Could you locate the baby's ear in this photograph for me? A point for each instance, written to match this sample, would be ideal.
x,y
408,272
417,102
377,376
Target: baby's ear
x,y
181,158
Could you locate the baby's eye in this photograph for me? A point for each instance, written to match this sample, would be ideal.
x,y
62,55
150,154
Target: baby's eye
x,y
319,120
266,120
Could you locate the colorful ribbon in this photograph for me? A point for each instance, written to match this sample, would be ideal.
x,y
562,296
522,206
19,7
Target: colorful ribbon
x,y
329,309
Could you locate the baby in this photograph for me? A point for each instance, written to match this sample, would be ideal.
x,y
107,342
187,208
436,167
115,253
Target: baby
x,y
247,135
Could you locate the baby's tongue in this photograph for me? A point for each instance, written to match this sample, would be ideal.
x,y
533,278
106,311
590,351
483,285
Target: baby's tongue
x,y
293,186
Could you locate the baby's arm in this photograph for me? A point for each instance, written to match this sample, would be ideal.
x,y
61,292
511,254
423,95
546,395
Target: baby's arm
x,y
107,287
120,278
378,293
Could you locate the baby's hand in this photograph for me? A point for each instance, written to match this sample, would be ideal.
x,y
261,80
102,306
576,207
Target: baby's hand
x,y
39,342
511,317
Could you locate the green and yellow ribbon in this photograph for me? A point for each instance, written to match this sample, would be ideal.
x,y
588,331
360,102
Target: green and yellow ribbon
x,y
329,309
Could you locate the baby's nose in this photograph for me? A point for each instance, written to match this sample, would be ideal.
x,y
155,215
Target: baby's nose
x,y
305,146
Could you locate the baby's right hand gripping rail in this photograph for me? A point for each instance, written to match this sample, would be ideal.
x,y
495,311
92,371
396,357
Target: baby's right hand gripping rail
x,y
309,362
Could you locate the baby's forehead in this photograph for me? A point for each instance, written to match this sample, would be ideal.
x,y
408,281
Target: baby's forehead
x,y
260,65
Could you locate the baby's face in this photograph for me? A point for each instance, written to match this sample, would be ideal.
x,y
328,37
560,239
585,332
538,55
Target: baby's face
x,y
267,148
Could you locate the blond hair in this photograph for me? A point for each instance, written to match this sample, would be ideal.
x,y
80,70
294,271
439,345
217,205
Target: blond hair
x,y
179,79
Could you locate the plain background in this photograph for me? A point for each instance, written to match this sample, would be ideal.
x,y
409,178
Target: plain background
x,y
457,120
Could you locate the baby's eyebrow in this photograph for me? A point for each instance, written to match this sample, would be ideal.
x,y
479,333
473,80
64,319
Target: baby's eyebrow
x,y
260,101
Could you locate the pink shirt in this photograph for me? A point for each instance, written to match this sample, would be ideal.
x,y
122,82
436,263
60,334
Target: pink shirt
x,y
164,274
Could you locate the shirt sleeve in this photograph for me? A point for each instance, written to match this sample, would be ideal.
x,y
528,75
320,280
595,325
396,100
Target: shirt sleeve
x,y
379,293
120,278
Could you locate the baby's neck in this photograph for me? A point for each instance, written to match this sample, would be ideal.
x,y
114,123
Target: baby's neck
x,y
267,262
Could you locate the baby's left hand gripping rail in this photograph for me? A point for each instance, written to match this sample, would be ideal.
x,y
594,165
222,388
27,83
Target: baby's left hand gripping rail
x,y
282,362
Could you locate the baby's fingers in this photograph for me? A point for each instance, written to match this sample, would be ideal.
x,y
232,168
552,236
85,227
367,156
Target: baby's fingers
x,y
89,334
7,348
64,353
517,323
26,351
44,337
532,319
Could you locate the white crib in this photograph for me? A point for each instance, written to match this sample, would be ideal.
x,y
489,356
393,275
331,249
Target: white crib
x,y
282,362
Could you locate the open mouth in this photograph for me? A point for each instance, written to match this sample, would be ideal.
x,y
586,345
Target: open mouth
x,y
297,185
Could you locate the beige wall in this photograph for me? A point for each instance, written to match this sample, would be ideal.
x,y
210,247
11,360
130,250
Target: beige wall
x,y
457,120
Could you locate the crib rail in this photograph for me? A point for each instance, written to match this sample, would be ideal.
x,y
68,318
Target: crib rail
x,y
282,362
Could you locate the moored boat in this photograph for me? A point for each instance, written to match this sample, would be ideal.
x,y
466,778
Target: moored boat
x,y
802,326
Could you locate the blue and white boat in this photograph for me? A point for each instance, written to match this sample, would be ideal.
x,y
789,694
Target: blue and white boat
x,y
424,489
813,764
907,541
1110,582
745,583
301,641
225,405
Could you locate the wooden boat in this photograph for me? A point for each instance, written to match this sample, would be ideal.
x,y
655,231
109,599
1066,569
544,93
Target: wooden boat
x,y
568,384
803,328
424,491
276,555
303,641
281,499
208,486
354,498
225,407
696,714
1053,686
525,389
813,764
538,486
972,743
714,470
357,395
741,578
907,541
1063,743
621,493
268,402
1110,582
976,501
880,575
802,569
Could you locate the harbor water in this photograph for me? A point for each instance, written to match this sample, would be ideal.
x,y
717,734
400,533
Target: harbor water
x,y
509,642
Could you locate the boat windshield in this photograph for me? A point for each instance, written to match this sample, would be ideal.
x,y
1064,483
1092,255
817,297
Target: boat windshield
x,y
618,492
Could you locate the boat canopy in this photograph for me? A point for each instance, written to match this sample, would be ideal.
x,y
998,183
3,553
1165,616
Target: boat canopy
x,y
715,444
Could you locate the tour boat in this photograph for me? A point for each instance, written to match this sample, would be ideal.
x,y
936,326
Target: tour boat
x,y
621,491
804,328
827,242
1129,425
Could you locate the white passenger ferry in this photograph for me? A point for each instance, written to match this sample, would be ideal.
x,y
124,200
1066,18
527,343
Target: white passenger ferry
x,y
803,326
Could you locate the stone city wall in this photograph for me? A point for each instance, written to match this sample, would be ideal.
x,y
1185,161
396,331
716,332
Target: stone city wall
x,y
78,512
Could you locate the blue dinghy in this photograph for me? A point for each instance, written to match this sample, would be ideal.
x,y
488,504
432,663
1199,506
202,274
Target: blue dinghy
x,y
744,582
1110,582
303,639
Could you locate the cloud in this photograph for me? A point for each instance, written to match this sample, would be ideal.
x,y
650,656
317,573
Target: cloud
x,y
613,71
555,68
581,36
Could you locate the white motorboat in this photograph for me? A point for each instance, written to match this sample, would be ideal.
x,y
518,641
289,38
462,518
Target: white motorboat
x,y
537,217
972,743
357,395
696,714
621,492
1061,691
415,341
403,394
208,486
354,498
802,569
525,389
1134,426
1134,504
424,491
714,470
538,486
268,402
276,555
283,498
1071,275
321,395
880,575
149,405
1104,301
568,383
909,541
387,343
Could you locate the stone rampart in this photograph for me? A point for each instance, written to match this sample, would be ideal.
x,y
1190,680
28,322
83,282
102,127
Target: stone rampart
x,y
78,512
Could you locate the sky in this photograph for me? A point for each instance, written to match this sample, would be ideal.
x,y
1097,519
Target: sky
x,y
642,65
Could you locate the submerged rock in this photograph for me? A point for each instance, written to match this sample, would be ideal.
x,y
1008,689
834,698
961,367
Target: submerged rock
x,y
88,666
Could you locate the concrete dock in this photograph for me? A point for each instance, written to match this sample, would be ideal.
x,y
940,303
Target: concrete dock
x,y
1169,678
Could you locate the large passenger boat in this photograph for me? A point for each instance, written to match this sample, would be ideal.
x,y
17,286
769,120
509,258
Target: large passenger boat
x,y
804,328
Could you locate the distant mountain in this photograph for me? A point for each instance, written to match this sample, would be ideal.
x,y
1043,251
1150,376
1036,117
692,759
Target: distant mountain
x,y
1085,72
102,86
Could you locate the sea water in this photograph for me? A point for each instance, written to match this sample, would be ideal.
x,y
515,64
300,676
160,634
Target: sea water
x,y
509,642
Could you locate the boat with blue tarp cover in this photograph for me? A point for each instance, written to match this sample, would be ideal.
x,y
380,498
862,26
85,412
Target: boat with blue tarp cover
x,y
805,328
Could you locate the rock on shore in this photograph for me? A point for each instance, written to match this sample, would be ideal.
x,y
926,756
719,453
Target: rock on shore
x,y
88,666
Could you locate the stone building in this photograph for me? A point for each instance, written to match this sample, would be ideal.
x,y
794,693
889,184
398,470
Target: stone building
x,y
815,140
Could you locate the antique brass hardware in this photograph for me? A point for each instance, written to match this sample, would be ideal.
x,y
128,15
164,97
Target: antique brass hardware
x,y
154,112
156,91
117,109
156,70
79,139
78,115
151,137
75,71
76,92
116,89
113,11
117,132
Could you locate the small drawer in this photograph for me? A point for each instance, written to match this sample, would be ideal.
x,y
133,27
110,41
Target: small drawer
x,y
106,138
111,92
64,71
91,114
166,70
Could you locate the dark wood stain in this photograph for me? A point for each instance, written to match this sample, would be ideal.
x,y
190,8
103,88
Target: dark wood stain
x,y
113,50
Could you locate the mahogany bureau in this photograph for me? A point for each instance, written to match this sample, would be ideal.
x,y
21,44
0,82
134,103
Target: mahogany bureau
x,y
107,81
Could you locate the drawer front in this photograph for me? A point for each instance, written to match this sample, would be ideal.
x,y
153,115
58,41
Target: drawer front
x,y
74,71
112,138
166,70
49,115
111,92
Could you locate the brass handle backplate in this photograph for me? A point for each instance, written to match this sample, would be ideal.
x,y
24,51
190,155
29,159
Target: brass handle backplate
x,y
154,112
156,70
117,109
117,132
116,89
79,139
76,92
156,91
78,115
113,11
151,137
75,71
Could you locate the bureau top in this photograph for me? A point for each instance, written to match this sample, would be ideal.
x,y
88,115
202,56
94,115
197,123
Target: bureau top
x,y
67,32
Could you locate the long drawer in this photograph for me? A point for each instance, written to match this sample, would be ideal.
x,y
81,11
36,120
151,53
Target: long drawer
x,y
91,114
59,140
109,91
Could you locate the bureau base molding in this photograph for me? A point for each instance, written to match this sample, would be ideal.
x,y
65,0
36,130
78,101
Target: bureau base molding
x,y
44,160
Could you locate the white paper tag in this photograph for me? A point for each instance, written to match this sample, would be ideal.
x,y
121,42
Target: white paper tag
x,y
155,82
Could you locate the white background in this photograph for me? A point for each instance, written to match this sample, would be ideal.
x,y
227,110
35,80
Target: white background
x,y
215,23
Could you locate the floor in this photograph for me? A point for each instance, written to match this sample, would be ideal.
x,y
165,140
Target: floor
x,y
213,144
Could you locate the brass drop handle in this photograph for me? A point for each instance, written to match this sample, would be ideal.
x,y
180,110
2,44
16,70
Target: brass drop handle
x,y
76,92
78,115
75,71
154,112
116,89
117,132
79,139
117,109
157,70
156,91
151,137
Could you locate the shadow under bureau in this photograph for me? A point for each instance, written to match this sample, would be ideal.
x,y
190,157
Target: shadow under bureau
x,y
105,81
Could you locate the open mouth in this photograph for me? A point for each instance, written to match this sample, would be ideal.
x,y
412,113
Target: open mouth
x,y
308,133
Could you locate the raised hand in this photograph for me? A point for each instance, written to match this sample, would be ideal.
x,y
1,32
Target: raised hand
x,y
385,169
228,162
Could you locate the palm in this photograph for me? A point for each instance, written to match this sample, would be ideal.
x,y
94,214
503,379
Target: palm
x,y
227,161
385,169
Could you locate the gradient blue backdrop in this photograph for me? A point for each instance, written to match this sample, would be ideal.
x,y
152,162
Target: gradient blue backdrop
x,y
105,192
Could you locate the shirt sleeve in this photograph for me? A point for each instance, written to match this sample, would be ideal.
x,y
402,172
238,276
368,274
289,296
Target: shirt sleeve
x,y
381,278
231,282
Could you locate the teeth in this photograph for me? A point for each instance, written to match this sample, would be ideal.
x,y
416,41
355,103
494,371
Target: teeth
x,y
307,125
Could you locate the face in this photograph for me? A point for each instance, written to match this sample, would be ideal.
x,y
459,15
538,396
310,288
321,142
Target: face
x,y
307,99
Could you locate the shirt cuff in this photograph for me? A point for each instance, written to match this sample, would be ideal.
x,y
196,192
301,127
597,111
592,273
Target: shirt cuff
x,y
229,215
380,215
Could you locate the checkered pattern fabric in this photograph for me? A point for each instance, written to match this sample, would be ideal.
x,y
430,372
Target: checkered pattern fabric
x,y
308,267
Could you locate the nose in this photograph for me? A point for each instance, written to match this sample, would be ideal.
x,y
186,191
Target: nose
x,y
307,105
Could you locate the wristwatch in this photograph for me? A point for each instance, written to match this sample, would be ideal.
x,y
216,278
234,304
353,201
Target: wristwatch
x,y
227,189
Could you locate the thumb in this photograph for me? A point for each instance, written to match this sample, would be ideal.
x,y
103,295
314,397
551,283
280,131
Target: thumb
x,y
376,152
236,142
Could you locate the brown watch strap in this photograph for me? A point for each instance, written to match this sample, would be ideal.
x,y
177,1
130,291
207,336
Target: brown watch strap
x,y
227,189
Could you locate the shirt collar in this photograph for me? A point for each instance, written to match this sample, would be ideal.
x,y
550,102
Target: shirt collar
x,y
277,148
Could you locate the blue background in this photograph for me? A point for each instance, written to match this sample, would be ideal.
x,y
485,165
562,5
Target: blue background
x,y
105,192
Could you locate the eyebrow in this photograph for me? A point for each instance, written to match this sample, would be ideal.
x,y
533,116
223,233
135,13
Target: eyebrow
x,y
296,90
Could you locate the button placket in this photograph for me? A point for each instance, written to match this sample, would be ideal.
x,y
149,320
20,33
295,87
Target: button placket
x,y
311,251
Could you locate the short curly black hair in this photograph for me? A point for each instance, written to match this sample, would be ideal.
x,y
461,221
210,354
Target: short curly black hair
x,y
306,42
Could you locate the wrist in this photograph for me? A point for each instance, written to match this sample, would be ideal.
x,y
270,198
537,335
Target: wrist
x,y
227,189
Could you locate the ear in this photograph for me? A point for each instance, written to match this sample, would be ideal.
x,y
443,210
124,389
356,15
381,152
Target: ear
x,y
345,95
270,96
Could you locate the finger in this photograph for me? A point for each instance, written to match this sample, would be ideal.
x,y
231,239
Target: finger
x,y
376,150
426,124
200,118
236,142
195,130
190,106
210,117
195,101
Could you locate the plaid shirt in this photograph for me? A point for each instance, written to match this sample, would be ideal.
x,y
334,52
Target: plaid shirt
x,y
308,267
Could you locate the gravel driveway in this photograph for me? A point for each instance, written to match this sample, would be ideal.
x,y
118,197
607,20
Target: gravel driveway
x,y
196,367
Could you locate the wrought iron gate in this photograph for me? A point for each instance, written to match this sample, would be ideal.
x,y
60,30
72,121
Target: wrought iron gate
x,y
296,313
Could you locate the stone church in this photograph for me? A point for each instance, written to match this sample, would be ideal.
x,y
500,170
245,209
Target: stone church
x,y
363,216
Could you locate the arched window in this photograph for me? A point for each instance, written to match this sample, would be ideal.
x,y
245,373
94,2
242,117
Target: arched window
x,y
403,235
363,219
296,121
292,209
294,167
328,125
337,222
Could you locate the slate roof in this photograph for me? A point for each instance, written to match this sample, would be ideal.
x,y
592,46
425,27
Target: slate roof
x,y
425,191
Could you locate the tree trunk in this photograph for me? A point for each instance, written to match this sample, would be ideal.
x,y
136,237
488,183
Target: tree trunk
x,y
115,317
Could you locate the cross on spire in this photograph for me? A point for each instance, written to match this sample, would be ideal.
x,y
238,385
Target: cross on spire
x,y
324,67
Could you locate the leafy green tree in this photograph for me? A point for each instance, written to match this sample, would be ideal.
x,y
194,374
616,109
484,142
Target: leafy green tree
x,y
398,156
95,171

§

Find the line that contains "Could you locate the slate". Repeat it and every line after it, exactly as written, up to and including the last line of the records above.

OUTPUT:
Could you locate the slate roof in this photograph for me? A point for each instance, written to match this sample, would be ideal.
x,y
592,46
425,27
Target: slate roof
x,y
425,191
Could you locate the tree trunk in this photograph for me? A point for each instance, written to match this sample, would be ideal.
x,y
136,237
488,183
Target: tree trunk
x,y
115,317
Could you locate the cross on spire in this photograph for me? A point for each instance, written to match this sample, would be ideal.
x,y
238,385
Target: cross on spire
x,y
324,67
Could you locate the leafy green tree in this photograph for me? A point for each instance, written to match this sample, would be ideal.
x,y
194,374
616,109
484,142
Target: leafy green tree
x,y
398,156
95,171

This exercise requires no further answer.